| EXCERPTED PASSAGE |
During that time, enrolled members of the Osage Indian nation were among the wealthiest people per capita in the world. The rich oil fields beneath their reservation brought millions of dollars into the tribe annually, distributed to tribal members holding "headrights" that could not be bought or sold but only inherited. This vast wealth attracted the attention of unscrupulous whites who found ways to divert it to themselves by marrying Osage women or by having Osage declared legally incompetent so the whites could fleece them through the administration of their estates. For some, however, these deceptive tactics were not enough, and a plague of violent death—by shooting, poison, orchestrated automobile accident, and bombing—began to decimate the Osage in what they came to call the "Reign of Terror." Corrupt and incompetent law enforcement and judicial systems ensured that the perpetrators were never found or punished until the young J. Edgar Hoover saw cracking these cases as a means of burnishing the reputation of the newly professionalized FBI. Bestselling New Yorker staff writer Grann (The Devil and Sherlock Holmes: Tales of Murder, Madness, and Obsession, 2010, etc.) follows Special Agent Tom White and his assistants as they track the killers of one extended Osage family through a closed local culture of greed, bigotry, and lies in pursuit of protection for the survivors and justice for the dead. But he doesn't stop there; relying almost entirely on primary and unpublished sources, the author goes on to expose a web of conspiracy and corruption that extended far wider than even the FBI ever suspected. This page-turner surges forward with the pacing of a true-crime thriller, elevated by Grann's crisp and evocative prose and enhanced by dozens of period photographs.

| DATA SECTION |
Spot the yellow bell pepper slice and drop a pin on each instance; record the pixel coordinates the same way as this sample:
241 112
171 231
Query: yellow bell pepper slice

| WRITTEN TASK |
Answer these questions from the review of the book on the Osage killings.
(a) How could a headright pass from one person to another?
(b) What did the Osage come to call the wave of violent deaths?
(c) Which special agent does the author follow as he tracks the killers?

| SOLUTION |
(a) A headright could only be inherited, not bought or sold.
(b) They called it the "Reign of Terror."
(c) Special Agent Tom White.